TASK INSTRUCTIONS: Rewrite the entries from the start through the line holding "313,174,344,191", inclusive, renaming "endpoint" to "service" and changing nothing else.

Excerpts of labeled region data:
◆ ◆ ◆

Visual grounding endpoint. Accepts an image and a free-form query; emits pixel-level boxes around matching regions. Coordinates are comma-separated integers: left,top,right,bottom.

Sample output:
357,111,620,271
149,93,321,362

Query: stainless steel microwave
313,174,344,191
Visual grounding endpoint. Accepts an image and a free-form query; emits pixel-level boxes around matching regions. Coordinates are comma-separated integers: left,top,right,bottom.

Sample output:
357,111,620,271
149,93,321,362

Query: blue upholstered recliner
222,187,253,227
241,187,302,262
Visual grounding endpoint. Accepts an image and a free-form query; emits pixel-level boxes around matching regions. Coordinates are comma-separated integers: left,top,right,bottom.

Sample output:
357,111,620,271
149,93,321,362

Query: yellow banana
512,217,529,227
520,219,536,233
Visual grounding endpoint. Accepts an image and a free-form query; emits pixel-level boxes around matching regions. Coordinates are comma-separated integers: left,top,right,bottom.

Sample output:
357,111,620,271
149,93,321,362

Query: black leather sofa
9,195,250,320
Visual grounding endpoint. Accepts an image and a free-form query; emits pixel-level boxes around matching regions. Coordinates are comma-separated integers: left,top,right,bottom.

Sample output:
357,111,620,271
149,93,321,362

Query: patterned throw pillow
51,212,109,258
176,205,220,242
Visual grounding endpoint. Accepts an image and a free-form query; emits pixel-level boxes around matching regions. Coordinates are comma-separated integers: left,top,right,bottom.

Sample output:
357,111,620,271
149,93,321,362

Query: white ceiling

◆ ◆ ◆

OUTPUT OF THE EXERCISE:
Visual grounding service. Accepts an image and a free-form query; emits pixel-level boxes around matching regions. Coordinates are comma-separated integers: left,top,right,bottom.

Sample output:
357,111,620,271
149,93,321,362

Query: stainless steel microwave
313,174,344,191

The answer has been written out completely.